RECORDS PROVIDED:
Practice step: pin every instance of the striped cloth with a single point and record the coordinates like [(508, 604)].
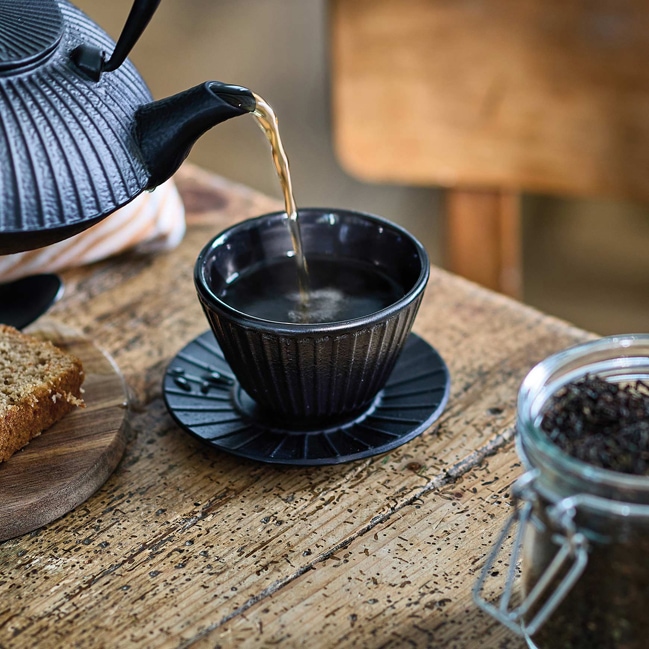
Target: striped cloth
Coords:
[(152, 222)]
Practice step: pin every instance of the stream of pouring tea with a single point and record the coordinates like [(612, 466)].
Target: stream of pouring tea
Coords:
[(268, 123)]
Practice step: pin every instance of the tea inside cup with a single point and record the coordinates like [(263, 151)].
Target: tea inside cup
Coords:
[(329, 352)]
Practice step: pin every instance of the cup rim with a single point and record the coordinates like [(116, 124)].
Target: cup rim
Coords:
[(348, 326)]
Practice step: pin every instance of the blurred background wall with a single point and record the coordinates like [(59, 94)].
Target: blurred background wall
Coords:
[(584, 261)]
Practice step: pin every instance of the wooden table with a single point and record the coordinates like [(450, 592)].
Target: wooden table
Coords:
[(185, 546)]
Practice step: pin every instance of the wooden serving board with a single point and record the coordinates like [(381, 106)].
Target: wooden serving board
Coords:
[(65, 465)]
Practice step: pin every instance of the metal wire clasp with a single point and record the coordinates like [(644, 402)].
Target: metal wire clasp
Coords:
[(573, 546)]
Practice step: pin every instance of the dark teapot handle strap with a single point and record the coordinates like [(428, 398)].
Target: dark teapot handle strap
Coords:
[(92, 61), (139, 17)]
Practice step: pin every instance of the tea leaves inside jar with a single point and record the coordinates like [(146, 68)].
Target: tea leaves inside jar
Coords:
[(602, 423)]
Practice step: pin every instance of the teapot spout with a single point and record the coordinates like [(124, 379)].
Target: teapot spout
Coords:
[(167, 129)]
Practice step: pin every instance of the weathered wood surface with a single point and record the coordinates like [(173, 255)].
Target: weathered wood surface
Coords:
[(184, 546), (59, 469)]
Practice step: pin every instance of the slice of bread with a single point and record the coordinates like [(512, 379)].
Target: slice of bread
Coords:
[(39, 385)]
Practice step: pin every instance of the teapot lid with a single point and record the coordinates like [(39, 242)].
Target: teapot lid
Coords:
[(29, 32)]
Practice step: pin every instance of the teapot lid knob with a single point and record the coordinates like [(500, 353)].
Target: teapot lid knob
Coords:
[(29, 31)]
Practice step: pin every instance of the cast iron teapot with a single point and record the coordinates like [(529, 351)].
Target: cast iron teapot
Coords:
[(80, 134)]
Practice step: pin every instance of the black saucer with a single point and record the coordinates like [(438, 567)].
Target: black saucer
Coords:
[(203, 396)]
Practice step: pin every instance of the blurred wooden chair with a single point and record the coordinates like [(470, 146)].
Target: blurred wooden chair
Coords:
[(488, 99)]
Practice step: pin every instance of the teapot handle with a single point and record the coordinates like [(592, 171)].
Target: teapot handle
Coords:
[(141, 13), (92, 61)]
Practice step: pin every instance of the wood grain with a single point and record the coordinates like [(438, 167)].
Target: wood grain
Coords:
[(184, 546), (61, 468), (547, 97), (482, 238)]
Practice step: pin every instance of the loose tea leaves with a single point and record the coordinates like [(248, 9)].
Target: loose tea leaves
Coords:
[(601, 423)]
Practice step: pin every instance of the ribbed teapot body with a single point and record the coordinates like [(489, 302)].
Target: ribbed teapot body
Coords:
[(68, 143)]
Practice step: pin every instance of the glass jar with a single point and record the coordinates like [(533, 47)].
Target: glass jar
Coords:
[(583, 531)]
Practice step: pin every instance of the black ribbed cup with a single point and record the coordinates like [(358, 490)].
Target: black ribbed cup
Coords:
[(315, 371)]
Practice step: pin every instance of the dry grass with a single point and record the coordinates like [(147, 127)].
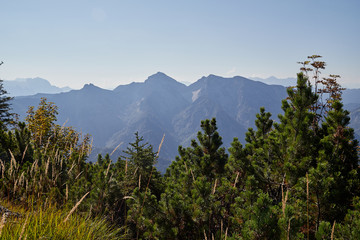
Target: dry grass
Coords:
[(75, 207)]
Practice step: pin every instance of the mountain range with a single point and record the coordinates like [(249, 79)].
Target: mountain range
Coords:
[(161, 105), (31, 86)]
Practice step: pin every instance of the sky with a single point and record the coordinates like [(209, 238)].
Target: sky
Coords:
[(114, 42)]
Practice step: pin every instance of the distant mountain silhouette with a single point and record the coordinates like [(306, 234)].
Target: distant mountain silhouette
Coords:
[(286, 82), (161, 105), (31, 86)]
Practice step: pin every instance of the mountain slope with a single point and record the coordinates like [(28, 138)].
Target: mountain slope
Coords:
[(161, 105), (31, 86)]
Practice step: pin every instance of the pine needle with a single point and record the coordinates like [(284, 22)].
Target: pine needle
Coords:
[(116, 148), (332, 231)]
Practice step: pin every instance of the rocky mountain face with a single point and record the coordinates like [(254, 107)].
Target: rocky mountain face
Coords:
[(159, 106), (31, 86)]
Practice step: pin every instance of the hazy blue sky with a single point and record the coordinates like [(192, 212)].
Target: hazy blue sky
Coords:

WHAT NEEDS TO BE DONE: Start at the first line of the records and write out everything up to and including the line containing "Practice step: pin every instance of the wooden table". No pictures.

RESPONSE AREA:
Practice step: pin every instance of the striped cloth with a single point and record the coordinates like [(508, 604)].
Target: striped cloth
Coords:
[(152, 222)]
Practice step: pin every instance of the stream of pouring tea with a single point and record the coordinates like [(612, 466)].
Target: stream of pouring tea
Coords:
[(268, 123)]
Practice step: pin every instance of the tea inside cup with a single point and record the coordinates like [(263, 151)].
Target: tea inside cup
Coords:
[(329, 352)]
Practice step: pin every instance of the cup rim with a single point and record the coordinates like [(116, 124)].
Target: cup rim
Coords:
[(348, 326)]
Practice step: pin every instance of the blurred background wall with a single point and record the coordinates like [(59, 94)].
Target: blurred background wall
Coords:
[(584, 261)]
Practice step: pin every instance of the wooden table with a single point and record the coordinates like [(450, 592)].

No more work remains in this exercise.